[Material for this task start]

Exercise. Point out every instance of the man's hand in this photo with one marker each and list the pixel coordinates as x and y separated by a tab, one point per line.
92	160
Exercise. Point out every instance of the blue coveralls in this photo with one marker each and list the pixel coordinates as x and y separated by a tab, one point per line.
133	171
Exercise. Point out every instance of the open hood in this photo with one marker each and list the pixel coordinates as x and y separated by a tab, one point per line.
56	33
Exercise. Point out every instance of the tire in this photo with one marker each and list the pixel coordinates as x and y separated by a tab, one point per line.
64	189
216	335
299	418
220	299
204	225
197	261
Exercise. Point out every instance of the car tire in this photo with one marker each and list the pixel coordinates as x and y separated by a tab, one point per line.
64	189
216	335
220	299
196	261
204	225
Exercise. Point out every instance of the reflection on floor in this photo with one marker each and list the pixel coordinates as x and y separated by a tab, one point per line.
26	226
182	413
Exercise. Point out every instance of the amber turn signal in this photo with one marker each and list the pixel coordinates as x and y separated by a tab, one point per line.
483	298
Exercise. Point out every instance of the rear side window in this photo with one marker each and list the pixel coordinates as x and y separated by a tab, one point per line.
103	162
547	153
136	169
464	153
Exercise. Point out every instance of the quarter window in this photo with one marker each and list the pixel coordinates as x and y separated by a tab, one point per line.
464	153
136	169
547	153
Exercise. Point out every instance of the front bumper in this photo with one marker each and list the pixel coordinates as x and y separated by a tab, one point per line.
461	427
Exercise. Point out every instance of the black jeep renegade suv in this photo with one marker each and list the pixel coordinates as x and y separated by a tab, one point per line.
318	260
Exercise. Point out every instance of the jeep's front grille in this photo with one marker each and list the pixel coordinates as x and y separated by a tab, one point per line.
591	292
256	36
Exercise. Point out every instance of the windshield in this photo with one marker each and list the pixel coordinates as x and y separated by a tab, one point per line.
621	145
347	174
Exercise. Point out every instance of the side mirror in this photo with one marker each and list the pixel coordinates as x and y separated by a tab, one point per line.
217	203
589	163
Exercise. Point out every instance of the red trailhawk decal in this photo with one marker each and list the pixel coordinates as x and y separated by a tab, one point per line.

[Material for this task end]

What to produce
Recast the entire listing above as a JSON array of strings, one string per line, omitting any blank lines.

Response
[
  "Exercise. Point out every instance of the man's hand in this photo with one marker each and list the pixel coordinates as x and y separated by a tab, one point per line.",
  "92\t160",
  "Exercise. Point out every instance of the blue coveralls in this photo with one marker each and list the pixel coordinates as x and y separated by a tab, one point per line.",
  "133\t171",
  "Exercise. Point out every instance of the open hood in this photo with one marker each and list the pixel coordinates as x and y separated by a tab, one point per line.",
  "56\t33",
  "Exercise. Point out every instance of the tire in this photo with one marker each and list the pixel coordinates as x and y separated by a tab, one point per line.",
  "64\t189",
  "216\t335",
  "299\t418",
  "220\t299",
  "204\t225",
  "197\t261",
  "Exercise. Point out every instance of the car tire in this photo with one marker each and list the pixel coordinates as x and y separated by a tab, one point per line.",
  "64\t189",
  "216\t335",
  "220\t299",
  "196\t261",
  "204\t225",
  "Exercise. Point out every instance of the reflection on floor in this photo with one marker each and list the pixel coordinates as x and y separated by a tab, one point per line.",
  "26\t226",
  "182\t413",
  "Exercise. Point out every instance of the amber turn signal in this photo with one marker each and list the pixel coordinates as x and y separated by a tab, one point per line.",
  "483\t298",
  "Exercise. Point out every instance of the rear side window in this photo with one marker each and list the pixel coordinates as x and y separated by a tab, one point per line.",
  "103\t162",
  "547\t153",
  "136\t169",
  "464\t153",
  "Exercise. Point out every instance of the quarter window in this photo with one marker each and list the pixel coordinates as x and y separated by a tab, one point per line.",
  "464\t153",
  "136\t169",
  "547\t153",
  "Exercise. Point out every instance of the front bumper in this photo with one marker each and list the pixel coordinates as x and y separated by a tab, one point per line.",
  "461\t427",
  "Exercise. Point out every instance of the black jeep renegade suv in this photo with one marker each and list the pixel coordinates as x and y separated by a tab, one point per line.",
  "318\t260",
  "Exercise. Point out every instance of the jeep's front grille in this photo with one marker each and list the pixel coordinates as x and y separated by a tab, one point per line.",
  "591\t292",
  "256\t36",
  "Exercise. Point out every instance of the windshield in this photo with one marker each and list the pixel coordinates as x and y separated by a tab, one point per line.",
  "621\t145",
  "347\t174",
  "Exercise. Point out every instance of the side mirror in this photo with one marker each and list the pixel coordinates as x and y separated by a tab, one point per line.",
  "217\t203",
  "589\t163",
  "Exercise. Point out every instance of the red trailhawk decal in this photo with one marker each and list the pixel coordinates as x and y separated by a tab, one point per line."
]